__DOCUMENT SECTION__
------------------------------------

Simple Linear Regression Using Python

Photo by Emile Perron on Unsplash

Prerequisites

• Familiarity with the Anaconda Environment
• Familiarity with Python

To get a hands-on experience I’d suggest following along with the article:

First of all, open Anaconda Navigator, and click on Jupyter Notebook’s “Launch” button. It would create a Jupyter Notebook on your localhost web browser.

After creating the notebook, navigate to the directory where you have the dataset loaded (Link to the Dataset).

And finally, click on the New button on the top right corner and select Python, this will create a Python — Jupyter Notebook.

1. Import the Relevant Libraries

We can import a library using the Python function import().

To code a simple linear regression model using StatsModels we will require NumPy, pandas, matplotlib, and statsmodels.

Here is a quick overview of the following libraries:

• NumPy — used to perform mathematical operations mainly using multi-dimensional arrays.
• pandas — used for data manipulation and analysis.
• matplotlib — it is a plotting library as a component of NumPy
• statsmodels — it is used to explore data, estimate statistical models and perform statistical tests.

2. Import the Dataset

After importing the libraries, you can import/load the data into the notebook using the pandas method read_csv() (for CSV files) or read_excel() (for excel files).

It will import the data and you can verify it using the variable where you stored the imported data, in our case, it’s called data.

3. Descriptive Statistics

It is a good practice beforehand to get apprised with the descriptive statistics as it helps us to understand the dataset (eg. — are there any outliers present, etc.)

We can perform descriptive statistics using the following command:

dataframe.describe()

If you want to see the descriptive statistics of all column variables containing different data types, simply include dataframe.describe(include=‘all’)

Luckily, in our case, we don’t have any outliers in the data. We can determine outliers using the following steps:

• Look for the mean of the column variable
• Look for the min, 25%, 50%, 75% and max row variables.

The 25%, 55%, and 75% signifies that 25% of the data falls below 1772.00, 55% of the data falls below 1864, and 75% of the data falls below 1934 SAT scores respectively.

• If the max value of the variable is far away from the mean then, we can say that outlier(s) is present in that particular column.

The SAT and GPA variables don’t have any outliers as the max observation is situated around the mean. If the max observation of SAT is 40000.00, then we can say that outlier is present and we have to remove that outlier.

4. Create Your First Linear Regression

Declare the Dependent and Independent Variables

To create a linear regression, you’ll have to define the dependent (targets) and the independent variable(s) (inputs/features).

We have to predict GPA based on SAT scores, so our dependent variable would be GPA and the independent variable would be SAT.

To declare so, we can use the following command:

dataframe[‘column_name’]

Explore the Data

We can plot the data using:

matplotlib.pyplot(independent variable, dependent variable)

------------------------------------

__DATA ROWS__
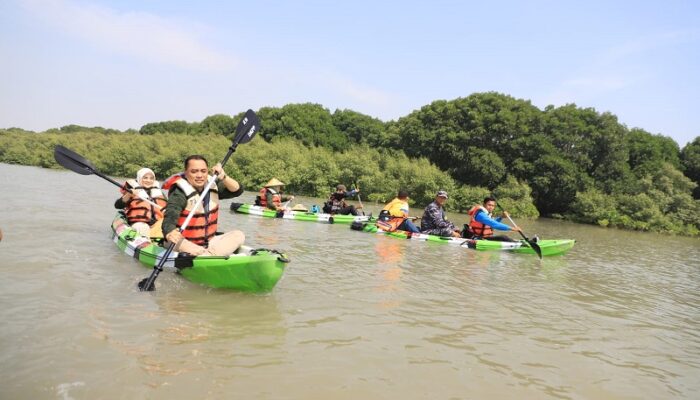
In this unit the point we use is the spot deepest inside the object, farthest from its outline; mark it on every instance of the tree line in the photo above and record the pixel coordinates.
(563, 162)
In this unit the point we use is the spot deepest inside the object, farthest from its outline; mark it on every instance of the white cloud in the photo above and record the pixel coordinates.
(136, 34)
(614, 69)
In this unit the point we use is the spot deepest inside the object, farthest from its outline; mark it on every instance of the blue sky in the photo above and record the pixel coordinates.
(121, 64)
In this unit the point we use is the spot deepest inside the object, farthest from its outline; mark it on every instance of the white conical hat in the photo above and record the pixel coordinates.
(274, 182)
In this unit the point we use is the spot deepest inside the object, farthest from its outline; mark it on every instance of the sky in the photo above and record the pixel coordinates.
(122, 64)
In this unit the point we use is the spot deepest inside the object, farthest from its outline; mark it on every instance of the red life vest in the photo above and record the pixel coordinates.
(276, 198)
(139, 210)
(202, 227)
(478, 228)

------------------------------------

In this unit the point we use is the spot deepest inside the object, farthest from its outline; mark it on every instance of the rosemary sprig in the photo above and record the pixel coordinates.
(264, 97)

------------------------------------

__REQUEST__
Pick up the simple linear regression tutorial after its last line and continue it.

__ANSWER TO THE TASK__
(pyplot arguments — The first argument would be the data to be plotted on the x-axis, and the second argument would be the data to be plotted on the y-axis).

We can see that, as the SAT scores increase, so do the GPA scores. Hence, we can say that there is a linear trend between the two variables.

Linear Regression

Now let’s play with our best friend, statsmodels.

To perform a linear regression we should always add the bias term or the intercept (b0). We can do this using the following method:

 statsmodels.add_constant(independent_variable)

It’d create a new bias column equal in length to the independent variable, which consists only of 1's.

Let’s fit the Linear Regression model using the Ordinary Least Squares (OLS) model with the dependent variable and an independent variable as the arguments.

And finally, let's print the summary table:

It’d create 3 tables and we are mostly interested in the 2nd table which contains the coefficients, p-values, etc.

From the summary table, we can say that the intercept (const) coefficient is 0.275 and the independent variable coefficient is 0.0017 (signifies if SAT increases by 1 units, GPA increases by 0.0017 units)

If the p-value of the independent variable/s is greater than 0.050, we say that the variable is not significant and we may drop the variable. In our case, the p-value of SAT is 0.000 and as it is lesser than 0.050, we can say that this variable is significant. [Also, if we think logically, SAT is a significant variable to predict GPA]

And finally, the R-squared, R² is nothing but the goodness of the fit of the model. In other words, how well our model fitted the observation. R² ranges between 0 and 1. There is no clear universal range for the best R² but, it depends on a case-to-case basis.

Adjusted R² on the other hand, is a modified version of R-squared that has been adjusted for the number of predictors (inputs) in the model. The adjusted R-squared increases when the new independent term improves the model more than would be expected by chance. It decreases when a predictor improves the model by less than expected.

5. Plot the Regression Line

To plot the regression line on the graph, simply define the linear regression equation, i.e., y_hat = b0 + (b1*x1)

b0 = coefficient of the bias variable

b1 = coefficient of the input/s variables

and finally, plot the regression line using matplotlib.pyplot() as shown below:

With that, we reach the end of our article. Thanks for reading.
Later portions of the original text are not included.